**Aim of the exercise**
Go through the data below and copy it exactly, skipping every picture.

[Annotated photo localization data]
▼

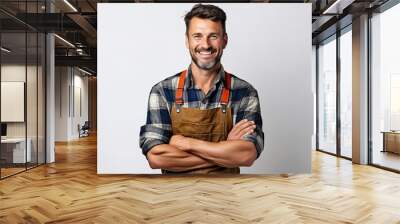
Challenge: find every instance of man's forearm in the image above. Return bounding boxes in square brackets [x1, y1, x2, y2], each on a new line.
[147, 144, 216, 172]
[185, 139, 257, 168]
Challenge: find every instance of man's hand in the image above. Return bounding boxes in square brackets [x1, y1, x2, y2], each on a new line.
[227, 119, 256, 141]
[169, 135, 192, 151]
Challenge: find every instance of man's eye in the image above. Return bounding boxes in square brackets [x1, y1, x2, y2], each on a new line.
[210, 35, 218, 40]
[193, 35, 201, 40]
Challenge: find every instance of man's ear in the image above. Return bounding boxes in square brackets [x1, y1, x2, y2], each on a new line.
[223, 33, 228, 49]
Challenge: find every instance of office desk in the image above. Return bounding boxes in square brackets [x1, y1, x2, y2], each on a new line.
[1, 138, 32, 163]
[382, 131, 400, 154]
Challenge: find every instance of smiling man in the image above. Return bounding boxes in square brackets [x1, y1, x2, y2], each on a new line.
[139, 4, 264, 174]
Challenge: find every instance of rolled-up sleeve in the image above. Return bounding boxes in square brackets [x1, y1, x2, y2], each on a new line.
[139, 84, 172, 157]
[235, 86, 264, 159]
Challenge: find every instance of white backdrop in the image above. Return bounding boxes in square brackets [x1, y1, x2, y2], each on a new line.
[98, 3, 313, 174]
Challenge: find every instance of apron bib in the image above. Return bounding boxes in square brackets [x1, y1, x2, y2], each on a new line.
[162, 70, 240, 174]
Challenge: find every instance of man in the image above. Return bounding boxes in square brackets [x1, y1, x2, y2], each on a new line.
[139, 4, 264, 174]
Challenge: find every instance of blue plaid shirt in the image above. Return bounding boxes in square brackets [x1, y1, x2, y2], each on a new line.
[139, 66, 264, 159]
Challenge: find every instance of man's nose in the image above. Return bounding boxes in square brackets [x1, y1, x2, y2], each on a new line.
[199, 37, 210, 49]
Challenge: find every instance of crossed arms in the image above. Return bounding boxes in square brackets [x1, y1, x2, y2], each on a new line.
[147, 119, 258, 172]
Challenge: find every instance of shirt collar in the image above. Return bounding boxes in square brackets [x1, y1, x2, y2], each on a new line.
[185, 65, 226, 89]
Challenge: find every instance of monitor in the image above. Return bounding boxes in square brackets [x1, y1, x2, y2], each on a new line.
[1, 123, 7, 137]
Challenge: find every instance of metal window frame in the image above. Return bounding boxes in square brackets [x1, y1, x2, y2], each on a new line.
[315, 23, 353, 161]
[316, 0, 400, 172]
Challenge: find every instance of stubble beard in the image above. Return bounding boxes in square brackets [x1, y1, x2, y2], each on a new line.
[190, 47, 223, 71]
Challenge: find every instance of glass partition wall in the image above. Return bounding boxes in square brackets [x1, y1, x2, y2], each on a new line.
[316, 26, 353, 159]
[0, 2, 46, 179]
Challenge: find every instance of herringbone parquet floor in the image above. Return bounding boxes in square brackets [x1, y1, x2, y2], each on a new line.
[1, 134, 400, 223]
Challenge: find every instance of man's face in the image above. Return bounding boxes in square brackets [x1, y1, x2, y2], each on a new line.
[186, 17, 228, 71]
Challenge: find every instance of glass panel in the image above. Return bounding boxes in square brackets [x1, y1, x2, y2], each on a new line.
[38, 32, 45, 165]
[0, 1, 46, 178]
[318, 37, 337, 154]
[340, 29, 352, 158]
[27, 31, 38, 169]
[312, 46, 317, 150]
[1, 31, 27, 177]
[371, 3, 400, 171]
[26, 0, 39, 170]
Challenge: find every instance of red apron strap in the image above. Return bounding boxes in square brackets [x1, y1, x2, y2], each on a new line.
[220, 72, 231, 105]
[176, 70, 230, 106]
[175, 70, 187, 105]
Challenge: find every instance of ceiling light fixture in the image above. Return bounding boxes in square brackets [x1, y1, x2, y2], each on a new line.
[63, 0, 78, 12]
[78, 67, 93, 76]
[322, 0, 355, 15]
[1, 47, 11, 53]
[54, 34, 75, 48]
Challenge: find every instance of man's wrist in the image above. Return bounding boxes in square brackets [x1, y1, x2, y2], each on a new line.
[188, 137, 212, 152]
[185, 137, 201, 152]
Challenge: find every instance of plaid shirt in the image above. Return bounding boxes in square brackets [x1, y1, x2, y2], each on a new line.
[139, 66, 264, 159]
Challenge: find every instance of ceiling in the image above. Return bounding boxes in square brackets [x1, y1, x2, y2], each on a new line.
[0, 0, 392, 75]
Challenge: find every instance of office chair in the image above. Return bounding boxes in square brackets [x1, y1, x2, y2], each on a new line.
[79, 121, 90, 138]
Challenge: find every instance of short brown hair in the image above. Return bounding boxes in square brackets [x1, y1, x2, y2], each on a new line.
[184, 4, 227, 35]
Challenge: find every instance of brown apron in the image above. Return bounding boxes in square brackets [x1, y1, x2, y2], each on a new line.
[162, 70, 240, 174]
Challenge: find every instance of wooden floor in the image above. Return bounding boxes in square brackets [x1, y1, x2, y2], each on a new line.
[1, 135, 400, 223]
[1, 167, 26, 178]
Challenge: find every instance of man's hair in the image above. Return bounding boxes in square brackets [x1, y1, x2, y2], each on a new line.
[184, 4, 227, 35]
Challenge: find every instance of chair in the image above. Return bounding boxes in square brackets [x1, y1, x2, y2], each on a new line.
[79, 121, 90, 138]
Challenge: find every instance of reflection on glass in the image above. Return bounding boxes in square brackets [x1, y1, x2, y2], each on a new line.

▲

**Task answer**
Challenge: find every instance of man's forearm in the image above. Return bounding boxes in square brackets [x1, y1, x2, y2], each on a new line.
[147, 144, 216, 172]
[185, 139, 257, 168]
Challenge: find every instance of man's hand in the image above. Return bounding boxes in square brackets [x1, y1, x2, y2], each on a new line.
[227, 119, 256, 141]
[169, 135, 192, 151]
Challenge: find every instance of man's eye in the image above. Return bounding boxes in square brackets [x1, y1, x2, y2], each on a new line.
[210, 35, 218, 40]
[193, 35, 201, 40]
Challenge: find every instance of man's ear in the image above. Return bounding boxes in square brackets [x1, y1, x2, y2], each on a new line.
[223, 33, 228, 49]
Challenge: find every instance of office desk in the image above. Return bounding boxes in square brackets [x1, y1, x2, y2], each on a new line.
[1, 138, 32, 163]
[382, 131, 400, 154]
Challenge: find every instance of smiling man in the image above. Return bounding boxes in square brackets [x1, y1, x2, y2], each on a new line.
[139, 4, 264, 174]
Challenge: find every instance of rolled-up sleeve in the image above. Return bounding boxes in square brackets [x1, y1, x2, y2], each on a new line.
[139, 84, 172, 157]
[235, 86, 264, 159]
Challenge: find every instance of white backdrop in the image above. Return bounding boxes in square brackets [x1, y1, x2, y2], each on a new line.
[98, 3, 313, 174]
Challenge: find every instance of apron bib in the image above. Return bounding boxes in square brackets [x1, y1, x2, y2], each on a new line.
[162, 70, 240, 174]
Challenge: find every instance of man in the image above. Return bounding boxes in square brackets [x1, y1, x2, y2], each on a new line.
[139, 4, 264, 174]
Challenge: find every instance of blue plaid shirt in the image above. Return bounding boxes in square brackets [x1, y1, x2, y2], each on a new line.
[139, 66, 264, 159]
Challenge: find every instance of man's nose in the image above. Return bounding boxes in square brackets [x1, y1, x2, y2], each on a new line.
[199, 37, 210, 49]
Challenge: find every instance of crossed arms in the image above. Return bounding boxes in square brackets [x1, y1, x2, y2], each on a new line.
[147, 119, 258, 172]
Challenge: find every instance of shirt collar in the image above. Return bounding boxes in square brackets [x1, y1, x2, y2], each on a new line.
[185, 65, 226, 89]
Challenge: find every instance of monitor in the image above. Return bounding boxes in square brackets [x1, y1, x2, y2], each on a new line.
[1, 123, 7, 137]
Challenge: find every instance of metal window frame in the image above. Return bounding boxes in square brackets [x1, y1, x2, y2], each on a new line.
[315, 23, 353, 161]
[316, 0, 400, 172]
Challenge: find every instance of stubble beard in the image above. Return bounding boxes in square brackets [x1, y1, x2, y2], each on a new line.
[190, 47, 223, 71]
Challenge: find every instance of glass partition wall in the image above. Return bounding boxes in square brackets [x1, y1, x2, y2], each on a new line.
[316, 26, 353, 159]
[0, 2, 46, 179]
Challenge: find every instance of herringbone parquet floor in the image above. Return bounding boxes in square brackets [x1, y1, x2, y2], each on a new line.
[1, 134, 400, 223]
Challenge: find every instance of man's face in the image above. Return bounding boxes in square brackets [x1, y1, x2, y2], each on a new line.
[186, 17, 228, 71]
Challenge: find every instance of glass panel in the image above. Return bounding boxes in square brackets [x1, y1, x2, y2], each on a new line.
[38, 32, 45, 165]
[0, 1, 46, 178]
[318, 37, 337, 154]
[340, 29, 352, 158]
[27, 31, 38, 169]
[312, 46, 317, 150]
[1, 31, 27, 177]
[371, 3, 400, 171]
[26, 0, 39, 170]
Challenge: find every instance of red apron strap in the image above. Return bounding boxes in square brackets [x1, y1, x2, y2], each on a new line.
[220, 72, 231, 105]
[176, 70, 230, 106]
[175, 70, 187, 105]
Challenge: find every instance of ceiling light fixture in the image above. Return bounding boxes in square brackets [x1, y1, x2, y2], each on a new line.
[63, 0, 78, 12]
[78, 67, 93, 76]
[322, 0, 355, 15]
[1, 47, 11, 53]
[54, 34, 75, 48]
Challenge: find every instance of man's wrist in the image above. Return bounding boxes in square brackets [x1, y1, x2, y2], each on a new line.
[188, 137, 212, 152]
[185, 137, 201, 152]
Challenge: find every instance of plaid shirt in the image above. Return bounding boxes in square brackets [x1, y1, x2, y2], each on a new line.
[139, 66, 264, 159]
Challenge: find every instance of ceiling in the image above. Return bounding boxes in square brackets [x1, y1, x2, y2], each on a new line.
[0, 0, 392, 75]
Challenge: find every instance of office chair in the image above. Return bounding boxes in square brackets [x1, y1, x2, y2], each on a new line.
[79, 121, 90, 138]
Challenge: find every instance of short brown hair in the image above. Return bounding boxes in square brackets [x1, y1, x2, y2], each on a new line.
[184, 4, 227, 35]
Challenge: find every instance of brown apron in the image above. Return bounding boxes in square brackets [x1, y1, x2, y2], each on a new line.
[162, 70, 240, 174]
Challenge: find every instance of wooden floor in the image above. Return bounding boxes in square brackets [x1, y1, x2, y2], each on a new line.
[1, 135, 400, 223]
[1, 167, 26, 178]
Challenge: find every instance of man's hair in the image above. Return bounding boxes in square brackets [x1, y1, x2, y2], each on a new line.
[184, 4, 227, 35]
Challenge: find every instance of chair in the image above. Return bounding boxes in square brackets [x1, y1, x2, y2], each on a new line.
[79, 121, 90, 138]
Challenge: find every instance of reflection on glass in the image above. Return bounding boxes in square brackets [x1, y1, x2, y2], each on a new line.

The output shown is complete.